-------- Extract to read

This is something the United States ought to announce now, as an official statement of belief and of policy. It is something that those who so outrageously boast about their ability to murder Americans should be left in no doubt about--and it is something that their hosts, whether in Amman or Baghdad or Tripoli or wherever, should clearly understand.

The “inherent right of self-defense” recognized by international law and the U.N. Charter plainly includes the right of a country to protect itself against those who have done violence to its citizens and its laws, and who impudently promise to do so again. The precedents are there. Former Secretary of State George P. Shultz, before he left office, revealed that the United States had engaged in a number of successful, if unannounced, actions to strike at terrorists and foil planned terrorism operations.

----------------

*Task 1:* Count the lines in the records that contain the string "concrete", treating uppercase and lowercase letters as different, and give only the number.

-------- Data extract

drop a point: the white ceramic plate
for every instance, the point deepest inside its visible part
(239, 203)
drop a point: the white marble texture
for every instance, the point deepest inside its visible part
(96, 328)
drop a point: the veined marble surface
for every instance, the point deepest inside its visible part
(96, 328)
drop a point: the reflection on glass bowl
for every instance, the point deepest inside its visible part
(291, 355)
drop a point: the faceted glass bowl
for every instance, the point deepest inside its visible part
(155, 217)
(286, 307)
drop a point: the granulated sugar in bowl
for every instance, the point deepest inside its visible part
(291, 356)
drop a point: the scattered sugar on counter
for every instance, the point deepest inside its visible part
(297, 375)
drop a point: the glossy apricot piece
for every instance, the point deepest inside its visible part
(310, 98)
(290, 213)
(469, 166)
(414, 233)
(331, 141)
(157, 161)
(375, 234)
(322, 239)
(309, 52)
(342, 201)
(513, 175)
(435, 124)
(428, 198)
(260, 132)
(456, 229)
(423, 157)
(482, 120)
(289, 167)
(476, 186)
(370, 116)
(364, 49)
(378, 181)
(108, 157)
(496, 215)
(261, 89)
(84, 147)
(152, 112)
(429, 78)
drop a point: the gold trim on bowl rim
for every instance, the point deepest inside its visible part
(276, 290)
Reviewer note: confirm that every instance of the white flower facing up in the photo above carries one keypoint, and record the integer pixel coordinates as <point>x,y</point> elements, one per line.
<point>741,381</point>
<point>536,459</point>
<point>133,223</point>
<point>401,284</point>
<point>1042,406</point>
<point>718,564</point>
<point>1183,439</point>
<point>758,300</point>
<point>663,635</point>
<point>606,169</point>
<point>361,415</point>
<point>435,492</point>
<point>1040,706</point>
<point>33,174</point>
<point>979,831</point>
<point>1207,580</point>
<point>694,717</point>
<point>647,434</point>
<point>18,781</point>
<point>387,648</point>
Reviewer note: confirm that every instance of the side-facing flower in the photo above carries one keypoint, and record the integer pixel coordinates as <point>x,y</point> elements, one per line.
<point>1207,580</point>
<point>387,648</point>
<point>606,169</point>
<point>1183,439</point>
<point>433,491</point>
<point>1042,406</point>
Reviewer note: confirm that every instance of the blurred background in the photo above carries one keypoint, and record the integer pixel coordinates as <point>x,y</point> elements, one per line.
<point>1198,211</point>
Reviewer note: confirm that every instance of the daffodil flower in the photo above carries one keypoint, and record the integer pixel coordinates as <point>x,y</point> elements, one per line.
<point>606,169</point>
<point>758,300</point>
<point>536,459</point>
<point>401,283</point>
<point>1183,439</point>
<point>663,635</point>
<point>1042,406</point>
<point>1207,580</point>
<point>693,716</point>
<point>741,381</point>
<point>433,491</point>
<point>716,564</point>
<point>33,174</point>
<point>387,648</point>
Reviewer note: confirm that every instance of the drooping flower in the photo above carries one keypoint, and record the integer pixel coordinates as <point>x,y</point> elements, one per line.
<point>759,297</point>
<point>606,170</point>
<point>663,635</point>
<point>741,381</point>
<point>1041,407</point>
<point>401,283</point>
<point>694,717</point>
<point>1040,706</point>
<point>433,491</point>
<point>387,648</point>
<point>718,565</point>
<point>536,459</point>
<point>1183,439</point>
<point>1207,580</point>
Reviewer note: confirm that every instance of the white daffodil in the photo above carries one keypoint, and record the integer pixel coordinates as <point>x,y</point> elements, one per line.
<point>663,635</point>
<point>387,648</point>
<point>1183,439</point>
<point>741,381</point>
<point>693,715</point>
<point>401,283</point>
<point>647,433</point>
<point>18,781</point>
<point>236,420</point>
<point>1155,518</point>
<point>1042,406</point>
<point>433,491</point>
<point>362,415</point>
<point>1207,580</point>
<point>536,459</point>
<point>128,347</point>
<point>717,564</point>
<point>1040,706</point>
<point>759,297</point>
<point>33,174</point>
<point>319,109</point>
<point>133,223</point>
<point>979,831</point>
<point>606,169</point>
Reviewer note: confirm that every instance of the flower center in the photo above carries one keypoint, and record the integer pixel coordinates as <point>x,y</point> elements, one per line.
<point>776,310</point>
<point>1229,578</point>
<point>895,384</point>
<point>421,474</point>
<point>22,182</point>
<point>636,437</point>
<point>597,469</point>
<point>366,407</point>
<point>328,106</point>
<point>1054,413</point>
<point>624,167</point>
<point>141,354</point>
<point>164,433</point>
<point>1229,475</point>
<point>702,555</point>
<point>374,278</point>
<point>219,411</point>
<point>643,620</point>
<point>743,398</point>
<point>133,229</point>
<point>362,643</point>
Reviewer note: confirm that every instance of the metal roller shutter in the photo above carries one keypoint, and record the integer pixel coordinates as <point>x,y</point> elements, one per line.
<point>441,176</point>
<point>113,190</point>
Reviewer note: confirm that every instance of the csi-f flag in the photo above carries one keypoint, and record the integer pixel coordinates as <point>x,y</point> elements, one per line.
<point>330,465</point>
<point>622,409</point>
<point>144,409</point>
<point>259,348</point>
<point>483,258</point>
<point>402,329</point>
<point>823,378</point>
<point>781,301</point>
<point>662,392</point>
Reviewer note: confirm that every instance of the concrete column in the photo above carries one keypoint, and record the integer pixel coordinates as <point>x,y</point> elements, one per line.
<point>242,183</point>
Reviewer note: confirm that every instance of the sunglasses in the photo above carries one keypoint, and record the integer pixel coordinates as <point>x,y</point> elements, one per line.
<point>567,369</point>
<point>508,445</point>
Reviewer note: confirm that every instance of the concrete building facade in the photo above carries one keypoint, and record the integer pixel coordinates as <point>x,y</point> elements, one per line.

----------------

*Task 2:* Write the next part of the passage on the American right of self-defense against terrorists, picking up after its final sentence.

*Final answer 1:* 2

*Final answer 2:*
A preemptive anti-terrorist policy must of course be pursued with the greatest effort to protect innocent lives. What’s important now is not just that there be such a policy, but that it be clearly and openly stated so that there is no uncertainty or confusion about it. Terrorists like the PLO’s Habash and Hawatmeh should be put on plain notice that they are wanted men whose past crimes haven’t been forgotten and whose threats about future activities invite a preventive response.

Equally important, countries and leaders that sponsor terrorism or even--as in the case of Jordan’s King Hussein--that provide a forum for terrorist threats against American interests should know that such complicity isn’t cost-free. Terrorists play a dangerous game. What ought to be made unmistakable is that those who give them material or moral support are asking to share that danger.